Iron(II) bromide is an inorganic compound with the chemical formula FeBr2. The anhydrous compound is a yellow or brownish-colored paramagnetic solid.  Several hydrates of FeBr2 are also known, all being pale colored solids.  It is a common precursor to other iron compounds in research laboratory, but no applications exist for this compound.

Structure
Like most metal halides, FeBr2 adopts a polymeric structure consisting of isolated metal centers cross-linked with halides. It crystallizes with the CdI2 structure, featuring close-packed layers of bromide ions, between which are located Fe(II) ions in octahedral holes. The packing of the halides is slightly different from that for FeCl2, which adopts the CdCl2 motif.  The tetrahydrates FeX2(H2O)4 (X = Cl, Br) have similar structures, with octahedral metal centers and mutually trans halides.

PROVIDED DATA —
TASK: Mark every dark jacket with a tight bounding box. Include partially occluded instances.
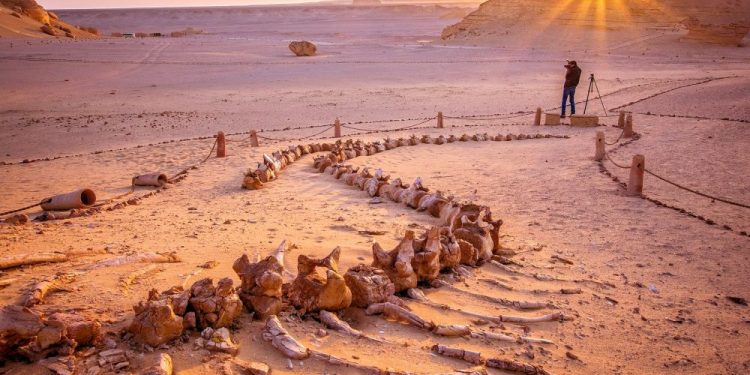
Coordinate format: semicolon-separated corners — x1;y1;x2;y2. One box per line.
565;65;581;88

INSTRUCTIONS TO FOLLOW — In the iron(II) bromide passage, which structure does FeBr2 crystallize with?

FINAL RESULT — The CdI2 structure.